Objective
Extract every line of the data that contains the string "portrait". Case counts.

(Excerpts from pointing data)
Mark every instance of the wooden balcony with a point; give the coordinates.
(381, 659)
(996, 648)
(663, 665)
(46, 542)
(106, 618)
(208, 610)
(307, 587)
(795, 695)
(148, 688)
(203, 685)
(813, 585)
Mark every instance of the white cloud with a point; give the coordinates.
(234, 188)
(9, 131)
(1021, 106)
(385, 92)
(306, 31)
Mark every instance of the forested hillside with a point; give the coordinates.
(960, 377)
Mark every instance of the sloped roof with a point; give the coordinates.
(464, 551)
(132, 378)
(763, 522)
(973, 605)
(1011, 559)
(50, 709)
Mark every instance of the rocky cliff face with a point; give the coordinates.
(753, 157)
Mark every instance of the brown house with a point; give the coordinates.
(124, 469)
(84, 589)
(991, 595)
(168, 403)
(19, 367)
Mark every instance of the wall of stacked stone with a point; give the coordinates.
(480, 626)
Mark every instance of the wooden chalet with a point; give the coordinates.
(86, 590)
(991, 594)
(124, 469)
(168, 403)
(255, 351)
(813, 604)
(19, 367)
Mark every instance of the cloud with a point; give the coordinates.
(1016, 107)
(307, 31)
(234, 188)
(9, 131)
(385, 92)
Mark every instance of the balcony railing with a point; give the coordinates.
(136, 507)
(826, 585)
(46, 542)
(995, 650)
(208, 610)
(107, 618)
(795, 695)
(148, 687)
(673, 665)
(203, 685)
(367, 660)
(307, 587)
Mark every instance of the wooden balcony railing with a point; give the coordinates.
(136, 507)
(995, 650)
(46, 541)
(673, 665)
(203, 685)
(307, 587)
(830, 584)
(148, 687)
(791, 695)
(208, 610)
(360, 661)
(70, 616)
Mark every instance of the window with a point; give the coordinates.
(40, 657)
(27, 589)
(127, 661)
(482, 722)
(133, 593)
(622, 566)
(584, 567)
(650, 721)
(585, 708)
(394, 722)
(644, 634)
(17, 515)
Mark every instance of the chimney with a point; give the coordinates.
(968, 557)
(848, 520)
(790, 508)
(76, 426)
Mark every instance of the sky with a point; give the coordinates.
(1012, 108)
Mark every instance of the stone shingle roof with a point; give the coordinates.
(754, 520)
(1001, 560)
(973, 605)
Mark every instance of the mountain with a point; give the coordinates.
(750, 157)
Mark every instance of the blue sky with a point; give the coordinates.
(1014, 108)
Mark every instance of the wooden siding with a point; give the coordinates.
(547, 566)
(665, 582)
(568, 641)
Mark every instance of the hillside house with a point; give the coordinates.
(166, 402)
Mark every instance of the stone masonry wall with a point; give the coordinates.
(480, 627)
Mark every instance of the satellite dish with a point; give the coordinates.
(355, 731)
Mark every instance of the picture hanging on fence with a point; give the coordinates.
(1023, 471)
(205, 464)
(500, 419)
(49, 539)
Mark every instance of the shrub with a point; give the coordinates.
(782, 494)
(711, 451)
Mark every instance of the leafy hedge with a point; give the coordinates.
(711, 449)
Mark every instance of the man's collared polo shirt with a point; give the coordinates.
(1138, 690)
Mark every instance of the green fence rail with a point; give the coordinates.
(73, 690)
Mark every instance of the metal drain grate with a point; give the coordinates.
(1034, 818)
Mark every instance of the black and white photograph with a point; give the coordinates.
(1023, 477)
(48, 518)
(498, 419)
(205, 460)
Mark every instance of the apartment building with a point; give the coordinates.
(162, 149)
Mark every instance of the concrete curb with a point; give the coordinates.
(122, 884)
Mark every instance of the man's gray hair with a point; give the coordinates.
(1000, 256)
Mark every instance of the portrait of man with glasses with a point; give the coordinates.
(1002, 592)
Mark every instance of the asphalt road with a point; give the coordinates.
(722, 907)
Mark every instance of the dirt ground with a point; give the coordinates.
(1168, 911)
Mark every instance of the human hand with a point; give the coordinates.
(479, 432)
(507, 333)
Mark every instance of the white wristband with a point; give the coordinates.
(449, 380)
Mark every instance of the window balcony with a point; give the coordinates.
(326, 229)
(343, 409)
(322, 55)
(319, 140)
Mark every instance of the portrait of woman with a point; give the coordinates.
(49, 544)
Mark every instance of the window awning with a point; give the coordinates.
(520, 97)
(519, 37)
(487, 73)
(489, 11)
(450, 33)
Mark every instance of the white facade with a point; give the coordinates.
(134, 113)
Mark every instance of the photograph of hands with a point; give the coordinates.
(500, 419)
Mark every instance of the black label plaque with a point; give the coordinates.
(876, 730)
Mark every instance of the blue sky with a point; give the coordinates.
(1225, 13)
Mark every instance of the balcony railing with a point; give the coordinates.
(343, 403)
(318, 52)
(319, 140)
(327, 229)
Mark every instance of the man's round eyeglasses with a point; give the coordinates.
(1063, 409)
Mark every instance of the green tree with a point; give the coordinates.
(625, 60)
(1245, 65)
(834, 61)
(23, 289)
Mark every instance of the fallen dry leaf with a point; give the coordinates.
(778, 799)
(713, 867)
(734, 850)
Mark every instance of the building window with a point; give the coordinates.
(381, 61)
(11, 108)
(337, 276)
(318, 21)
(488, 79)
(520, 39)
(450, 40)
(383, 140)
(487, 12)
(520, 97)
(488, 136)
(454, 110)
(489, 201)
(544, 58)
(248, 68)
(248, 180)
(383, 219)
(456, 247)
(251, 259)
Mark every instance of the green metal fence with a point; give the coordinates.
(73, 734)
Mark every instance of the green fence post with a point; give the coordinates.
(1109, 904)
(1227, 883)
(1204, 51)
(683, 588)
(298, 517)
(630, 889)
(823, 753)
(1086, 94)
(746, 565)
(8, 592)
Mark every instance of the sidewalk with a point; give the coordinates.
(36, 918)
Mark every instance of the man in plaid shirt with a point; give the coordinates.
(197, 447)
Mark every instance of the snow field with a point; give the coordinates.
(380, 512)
--
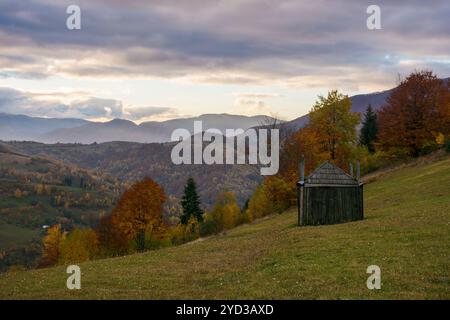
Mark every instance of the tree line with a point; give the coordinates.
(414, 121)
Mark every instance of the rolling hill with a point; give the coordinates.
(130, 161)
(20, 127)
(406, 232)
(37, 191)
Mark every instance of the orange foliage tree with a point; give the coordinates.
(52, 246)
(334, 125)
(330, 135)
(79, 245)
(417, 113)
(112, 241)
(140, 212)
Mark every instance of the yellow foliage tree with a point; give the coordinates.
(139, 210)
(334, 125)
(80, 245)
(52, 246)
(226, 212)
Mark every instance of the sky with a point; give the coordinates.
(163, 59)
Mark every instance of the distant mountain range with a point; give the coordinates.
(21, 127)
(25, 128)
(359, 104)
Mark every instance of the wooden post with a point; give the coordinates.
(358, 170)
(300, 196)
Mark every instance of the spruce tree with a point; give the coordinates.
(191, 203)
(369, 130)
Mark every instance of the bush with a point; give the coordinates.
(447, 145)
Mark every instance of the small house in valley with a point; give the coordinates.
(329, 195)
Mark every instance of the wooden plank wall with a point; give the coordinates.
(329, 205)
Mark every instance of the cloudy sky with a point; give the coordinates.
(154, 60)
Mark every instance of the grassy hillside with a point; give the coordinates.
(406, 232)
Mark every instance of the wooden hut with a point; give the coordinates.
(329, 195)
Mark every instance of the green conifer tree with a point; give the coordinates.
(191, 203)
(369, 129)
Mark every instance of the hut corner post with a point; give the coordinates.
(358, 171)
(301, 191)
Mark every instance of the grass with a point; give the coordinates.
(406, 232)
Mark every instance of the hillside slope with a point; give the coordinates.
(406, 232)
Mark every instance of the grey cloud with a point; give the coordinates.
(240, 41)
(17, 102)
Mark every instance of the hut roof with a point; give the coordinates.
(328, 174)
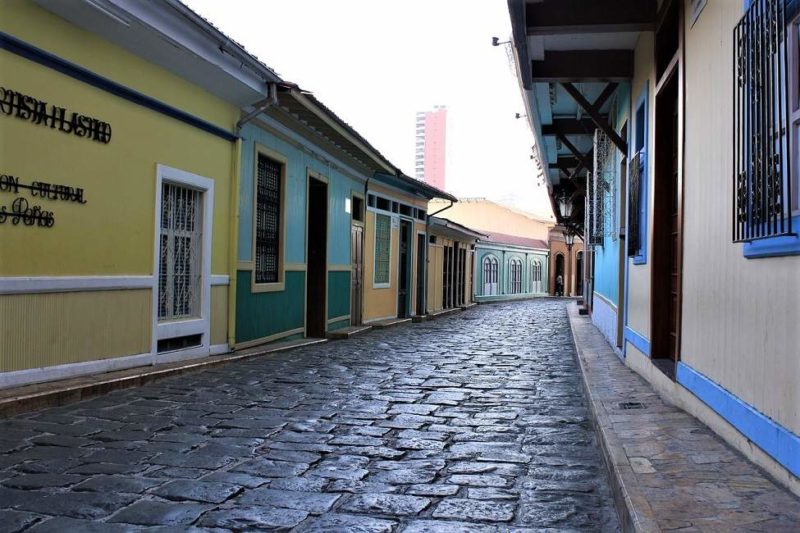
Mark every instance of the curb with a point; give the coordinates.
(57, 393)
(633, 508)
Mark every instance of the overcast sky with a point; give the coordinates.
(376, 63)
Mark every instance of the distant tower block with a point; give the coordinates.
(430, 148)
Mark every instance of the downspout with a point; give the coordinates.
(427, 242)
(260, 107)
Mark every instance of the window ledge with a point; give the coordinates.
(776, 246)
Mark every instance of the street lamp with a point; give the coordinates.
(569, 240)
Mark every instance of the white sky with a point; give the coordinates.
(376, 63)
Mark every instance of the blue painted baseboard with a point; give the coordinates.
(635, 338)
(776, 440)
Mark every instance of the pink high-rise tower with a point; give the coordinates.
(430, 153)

Result for this task
Mark every instance of the portrait of man with glasses with a point; give the coordinates.
Mark every instance of the portrait of woman with a point; give the coordinates.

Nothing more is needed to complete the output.